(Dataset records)
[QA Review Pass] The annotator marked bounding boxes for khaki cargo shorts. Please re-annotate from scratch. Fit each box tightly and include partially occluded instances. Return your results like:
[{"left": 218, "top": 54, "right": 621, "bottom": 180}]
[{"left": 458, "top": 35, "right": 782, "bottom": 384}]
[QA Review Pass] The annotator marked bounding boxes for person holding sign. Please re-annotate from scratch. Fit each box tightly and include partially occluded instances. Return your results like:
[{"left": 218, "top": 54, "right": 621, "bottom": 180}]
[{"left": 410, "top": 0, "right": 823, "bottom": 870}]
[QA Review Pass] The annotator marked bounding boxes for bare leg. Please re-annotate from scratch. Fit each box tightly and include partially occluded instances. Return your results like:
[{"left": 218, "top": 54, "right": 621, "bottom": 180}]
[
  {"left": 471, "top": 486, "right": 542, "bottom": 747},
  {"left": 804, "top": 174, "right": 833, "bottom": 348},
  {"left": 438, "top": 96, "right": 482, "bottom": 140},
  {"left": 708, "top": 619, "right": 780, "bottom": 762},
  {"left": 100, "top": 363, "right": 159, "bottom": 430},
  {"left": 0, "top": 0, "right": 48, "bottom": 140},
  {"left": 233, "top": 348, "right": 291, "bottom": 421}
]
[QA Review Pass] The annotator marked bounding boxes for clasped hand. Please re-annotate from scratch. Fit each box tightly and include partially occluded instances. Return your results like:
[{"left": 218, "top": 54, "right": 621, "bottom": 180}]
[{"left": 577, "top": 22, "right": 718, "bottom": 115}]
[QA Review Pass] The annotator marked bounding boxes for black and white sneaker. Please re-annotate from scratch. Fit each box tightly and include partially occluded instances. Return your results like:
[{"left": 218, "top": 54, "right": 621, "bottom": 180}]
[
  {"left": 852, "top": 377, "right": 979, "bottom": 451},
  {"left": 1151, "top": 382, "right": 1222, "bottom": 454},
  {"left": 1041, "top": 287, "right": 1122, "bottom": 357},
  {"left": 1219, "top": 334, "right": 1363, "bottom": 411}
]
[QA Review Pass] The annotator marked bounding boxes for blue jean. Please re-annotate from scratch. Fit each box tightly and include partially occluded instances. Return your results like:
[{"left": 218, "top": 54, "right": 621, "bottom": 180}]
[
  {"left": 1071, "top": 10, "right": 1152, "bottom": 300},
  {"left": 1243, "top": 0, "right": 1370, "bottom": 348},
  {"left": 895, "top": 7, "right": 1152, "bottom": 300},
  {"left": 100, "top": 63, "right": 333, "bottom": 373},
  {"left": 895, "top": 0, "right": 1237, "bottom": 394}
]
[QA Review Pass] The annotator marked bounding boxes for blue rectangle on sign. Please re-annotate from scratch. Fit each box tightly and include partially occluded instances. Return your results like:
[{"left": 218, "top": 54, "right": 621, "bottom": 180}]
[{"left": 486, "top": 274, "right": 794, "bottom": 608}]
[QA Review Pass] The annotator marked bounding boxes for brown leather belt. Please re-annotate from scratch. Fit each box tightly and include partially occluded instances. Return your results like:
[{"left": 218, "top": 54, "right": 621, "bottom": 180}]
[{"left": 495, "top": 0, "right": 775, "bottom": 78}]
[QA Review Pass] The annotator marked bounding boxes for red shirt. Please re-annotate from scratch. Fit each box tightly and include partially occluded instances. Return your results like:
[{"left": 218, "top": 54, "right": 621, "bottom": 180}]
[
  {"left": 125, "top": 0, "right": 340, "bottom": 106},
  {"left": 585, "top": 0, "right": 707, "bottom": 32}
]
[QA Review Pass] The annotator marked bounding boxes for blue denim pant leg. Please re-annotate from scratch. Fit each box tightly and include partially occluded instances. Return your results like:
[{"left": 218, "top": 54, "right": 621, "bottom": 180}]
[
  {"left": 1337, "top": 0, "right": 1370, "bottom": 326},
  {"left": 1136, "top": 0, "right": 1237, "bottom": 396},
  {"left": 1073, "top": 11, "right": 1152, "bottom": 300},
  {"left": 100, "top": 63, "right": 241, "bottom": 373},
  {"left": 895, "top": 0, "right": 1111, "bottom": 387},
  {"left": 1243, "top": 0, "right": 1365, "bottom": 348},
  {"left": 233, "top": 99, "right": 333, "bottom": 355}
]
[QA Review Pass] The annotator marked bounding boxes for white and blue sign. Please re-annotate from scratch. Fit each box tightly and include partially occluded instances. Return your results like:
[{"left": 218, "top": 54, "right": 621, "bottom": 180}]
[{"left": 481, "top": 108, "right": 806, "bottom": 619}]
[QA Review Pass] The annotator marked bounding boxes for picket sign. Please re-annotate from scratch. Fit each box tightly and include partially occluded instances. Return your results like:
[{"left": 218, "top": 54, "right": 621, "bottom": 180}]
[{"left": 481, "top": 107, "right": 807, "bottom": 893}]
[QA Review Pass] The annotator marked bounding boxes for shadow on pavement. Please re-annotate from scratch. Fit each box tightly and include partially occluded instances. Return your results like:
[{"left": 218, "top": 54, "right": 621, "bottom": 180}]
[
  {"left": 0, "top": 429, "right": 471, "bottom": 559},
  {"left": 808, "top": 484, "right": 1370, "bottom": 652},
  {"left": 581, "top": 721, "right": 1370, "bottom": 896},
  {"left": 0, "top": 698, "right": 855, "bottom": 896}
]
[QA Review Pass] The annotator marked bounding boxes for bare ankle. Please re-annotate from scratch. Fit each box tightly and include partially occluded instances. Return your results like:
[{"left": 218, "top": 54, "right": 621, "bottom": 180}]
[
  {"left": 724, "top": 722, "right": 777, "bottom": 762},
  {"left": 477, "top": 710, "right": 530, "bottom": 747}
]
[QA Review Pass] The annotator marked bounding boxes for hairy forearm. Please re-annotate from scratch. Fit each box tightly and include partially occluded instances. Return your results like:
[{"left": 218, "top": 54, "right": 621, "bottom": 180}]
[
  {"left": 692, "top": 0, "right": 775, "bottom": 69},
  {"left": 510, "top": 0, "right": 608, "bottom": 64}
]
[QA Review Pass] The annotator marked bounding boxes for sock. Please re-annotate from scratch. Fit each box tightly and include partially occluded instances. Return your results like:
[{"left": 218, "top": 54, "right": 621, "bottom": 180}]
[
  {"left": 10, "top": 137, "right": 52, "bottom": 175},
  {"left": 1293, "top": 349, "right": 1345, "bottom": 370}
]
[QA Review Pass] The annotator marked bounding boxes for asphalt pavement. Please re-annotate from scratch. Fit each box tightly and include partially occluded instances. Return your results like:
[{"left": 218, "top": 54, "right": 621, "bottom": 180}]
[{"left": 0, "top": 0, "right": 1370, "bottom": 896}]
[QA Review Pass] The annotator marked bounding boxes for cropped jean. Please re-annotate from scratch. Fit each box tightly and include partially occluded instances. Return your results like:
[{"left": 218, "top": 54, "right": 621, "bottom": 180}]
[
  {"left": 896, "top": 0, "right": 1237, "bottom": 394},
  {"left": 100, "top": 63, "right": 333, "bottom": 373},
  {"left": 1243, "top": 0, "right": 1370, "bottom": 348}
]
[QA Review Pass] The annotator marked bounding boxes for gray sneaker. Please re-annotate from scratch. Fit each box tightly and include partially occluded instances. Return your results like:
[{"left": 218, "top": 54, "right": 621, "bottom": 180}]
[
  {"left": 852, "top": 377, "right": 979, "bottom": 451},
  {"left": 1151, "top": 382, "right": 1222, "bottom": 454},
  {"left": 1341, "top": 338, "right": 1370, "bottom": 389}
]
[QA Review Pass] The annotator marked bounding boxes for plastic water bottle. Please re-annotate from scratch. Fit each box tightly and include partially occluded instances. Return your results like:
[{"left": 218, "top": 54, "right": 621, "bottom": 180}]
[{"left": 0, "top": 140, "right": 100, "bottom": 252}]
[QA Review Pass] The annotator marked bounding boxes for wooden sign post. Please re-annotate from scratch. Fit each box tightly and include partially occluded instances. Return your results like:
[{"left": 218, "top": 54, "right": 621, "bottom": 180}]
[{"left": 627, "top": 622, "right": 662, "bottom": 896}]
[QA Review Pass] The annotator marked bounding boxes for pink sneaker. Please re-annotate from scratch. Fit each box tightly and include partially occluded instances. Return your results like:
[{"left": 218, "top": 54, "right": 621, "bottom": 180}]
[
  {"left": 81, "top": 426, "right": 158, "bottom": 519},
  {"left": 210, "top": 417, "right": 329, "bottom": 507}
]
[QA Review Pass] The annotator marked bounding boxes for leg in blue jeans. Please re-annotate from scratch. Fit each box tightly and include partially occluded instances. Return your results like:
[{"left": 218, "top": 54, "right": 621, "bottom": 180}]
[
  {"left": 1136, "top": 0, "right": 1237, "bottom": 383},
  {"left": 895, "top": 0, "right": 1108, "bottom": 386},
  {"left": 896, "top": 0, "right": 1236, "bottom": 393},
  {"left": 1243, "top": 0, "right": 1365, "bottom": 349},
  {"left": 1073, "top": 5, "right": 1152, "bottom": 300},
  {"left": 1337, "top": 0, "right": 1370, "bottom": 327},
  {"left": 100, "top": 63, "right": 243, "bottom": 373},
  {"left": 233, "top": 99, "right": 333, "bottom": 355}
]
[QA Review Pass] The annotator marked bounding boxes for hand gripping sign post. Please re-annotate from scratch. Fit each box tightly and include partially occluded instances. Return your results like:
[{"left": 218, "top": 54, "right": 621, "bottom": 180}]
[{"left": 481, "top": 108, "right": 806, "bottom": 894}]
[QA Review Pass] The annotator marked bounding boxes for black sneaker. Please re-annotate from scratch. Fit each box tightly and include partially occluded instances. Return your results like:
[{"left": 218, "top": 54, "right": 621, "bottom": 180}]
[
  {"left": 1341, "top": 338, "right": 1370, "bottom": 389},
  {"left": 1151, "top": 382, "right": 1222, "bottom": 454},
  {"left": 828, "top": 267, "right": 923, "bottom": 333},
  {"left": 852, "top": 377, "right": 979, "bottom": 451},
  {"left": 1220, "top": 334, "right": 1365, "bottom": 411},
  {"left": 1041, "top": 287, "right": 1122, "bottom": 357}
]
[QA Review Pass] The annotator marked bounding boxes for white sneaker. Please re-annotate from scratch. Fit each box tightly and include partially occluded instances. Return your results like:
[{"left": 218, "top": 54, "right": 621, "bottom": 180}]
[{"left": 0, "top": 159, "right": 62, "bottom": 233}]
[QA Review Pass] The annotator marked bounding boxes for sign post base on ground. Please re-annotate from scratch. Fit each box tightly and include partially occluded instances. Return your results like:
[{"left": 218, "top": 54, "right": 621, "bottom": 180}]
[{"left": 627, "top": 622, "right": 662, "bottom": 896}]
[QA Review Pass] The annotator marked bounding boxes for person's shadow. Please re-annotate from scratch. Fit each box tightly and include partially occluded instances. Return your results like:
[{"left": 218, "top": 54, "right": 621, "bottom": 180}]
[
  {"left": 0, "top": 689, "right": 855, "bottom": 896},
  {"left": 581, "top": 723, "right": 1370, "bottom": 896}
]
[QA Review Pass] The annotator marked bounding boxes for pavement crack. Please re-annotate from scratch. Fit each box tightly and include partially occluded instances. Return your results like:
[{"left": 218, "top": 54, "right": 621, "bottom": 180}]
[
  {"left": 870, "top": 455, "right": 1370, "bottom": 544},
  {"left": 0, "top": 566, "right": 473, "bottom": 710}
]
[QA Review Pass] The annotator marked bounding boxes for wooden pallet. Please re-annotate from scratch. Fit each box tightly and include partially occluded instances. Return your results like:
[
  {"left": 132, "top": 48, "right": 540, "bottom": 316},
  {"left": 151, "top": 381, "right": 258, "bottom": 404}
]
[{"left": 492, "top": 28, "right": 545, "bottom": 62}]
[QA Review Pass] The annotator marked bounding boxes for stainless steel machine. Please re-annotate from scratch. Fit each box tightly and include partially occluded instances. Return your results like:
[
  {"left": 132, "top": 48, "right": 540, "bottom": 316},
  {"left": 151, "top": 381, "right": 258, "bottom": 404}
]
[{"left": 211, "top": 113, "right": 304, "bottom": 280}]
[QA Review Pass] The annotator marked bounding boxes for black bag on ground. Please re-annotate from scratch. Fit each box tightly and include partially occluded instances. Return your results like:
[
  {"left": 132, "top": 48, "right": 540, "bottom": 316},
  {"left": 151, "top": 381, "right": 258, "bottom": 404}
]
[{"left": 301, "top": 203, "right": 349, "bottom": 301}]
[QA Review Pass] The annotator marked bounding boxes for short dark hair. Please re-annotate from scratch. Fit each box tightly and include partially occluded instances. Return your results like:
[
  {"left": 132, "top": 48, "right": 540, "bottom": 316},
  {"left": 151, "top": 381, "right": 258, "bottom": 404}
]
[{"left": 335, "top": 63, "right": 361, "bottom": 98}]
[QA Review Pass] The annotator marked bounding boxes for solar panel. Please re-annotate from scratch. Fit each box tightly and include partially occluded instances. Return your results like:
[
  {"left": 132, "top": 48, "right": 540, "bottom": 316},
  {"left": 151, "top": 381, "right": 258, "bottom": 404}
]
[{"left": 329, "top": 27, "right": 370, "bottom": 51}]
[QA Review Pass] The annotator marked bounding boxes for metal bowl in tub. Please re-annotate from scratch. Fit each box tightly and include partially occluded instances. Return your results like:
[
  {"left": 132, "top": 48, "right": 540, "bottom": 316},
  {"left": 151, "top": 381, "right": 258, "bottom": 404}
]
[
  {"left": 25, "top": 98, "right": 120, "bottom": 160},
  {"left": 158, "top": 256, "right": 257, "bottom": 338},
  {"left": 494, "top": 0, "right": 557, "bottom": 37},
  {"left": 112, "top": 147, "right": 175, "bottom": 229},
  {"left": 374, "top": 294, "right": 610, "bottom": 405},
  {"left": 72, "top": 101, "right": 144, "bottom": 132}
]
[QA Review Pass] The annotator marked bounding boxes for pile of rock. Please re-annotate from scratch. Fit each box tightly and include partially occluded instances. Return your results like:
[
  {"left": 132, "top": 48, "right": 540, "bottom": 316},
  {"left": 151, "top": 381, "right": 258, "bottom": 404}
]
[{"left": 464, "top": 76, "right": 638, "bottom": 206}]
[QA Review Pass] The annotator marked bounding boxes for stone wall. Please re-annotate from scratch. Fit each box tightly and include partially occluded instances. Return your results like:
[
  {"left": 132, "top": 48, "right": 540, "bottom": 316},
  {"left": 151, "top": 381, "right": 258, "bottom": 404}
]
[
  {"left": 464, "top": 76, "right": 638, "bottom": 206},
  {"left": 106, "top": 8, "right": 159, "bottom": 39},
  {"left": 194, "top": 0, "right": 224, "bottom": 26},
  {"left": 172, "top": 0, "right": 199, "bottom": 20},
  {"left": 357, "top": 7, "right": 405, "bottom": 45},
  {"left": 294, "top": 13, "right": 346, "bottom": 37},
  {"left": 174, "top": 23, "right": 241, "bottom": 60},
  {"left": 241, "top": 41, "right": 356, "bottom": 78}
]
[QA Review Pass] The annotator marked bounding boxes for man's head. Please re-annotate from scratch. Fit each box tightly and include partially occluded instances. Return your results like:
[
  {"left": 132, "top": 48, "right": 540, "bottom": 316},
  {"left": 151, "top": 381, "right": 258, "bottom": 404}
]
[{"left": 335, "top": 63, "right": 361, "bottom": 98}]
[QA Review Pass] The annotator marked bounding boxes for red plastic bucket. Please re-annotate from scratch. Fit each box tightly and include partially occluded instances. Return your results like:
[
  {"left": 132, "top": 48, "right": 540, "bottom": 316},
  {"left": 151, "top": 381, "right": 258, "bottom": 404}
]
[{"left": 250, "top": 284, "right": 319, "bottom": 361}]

• Your goal
Begin at the line containing "for red plastic" and reproduce each line through the end of the records above.

• Output below
[QA Review Pass] The annotator marked bounding boxes for red plastic bucket. Please re-annotate from scratch. Fit each box tightly and include partially occluded instances. Return your results like:
[
  {"left": 132, "top": 48, "right": 540, "bottom": 316},
  {"left": 151, "top": 381, "right": 258, "bottom": 404}
]
[{"left": 250, "top": 284, "right": 319, "bottom": 361}]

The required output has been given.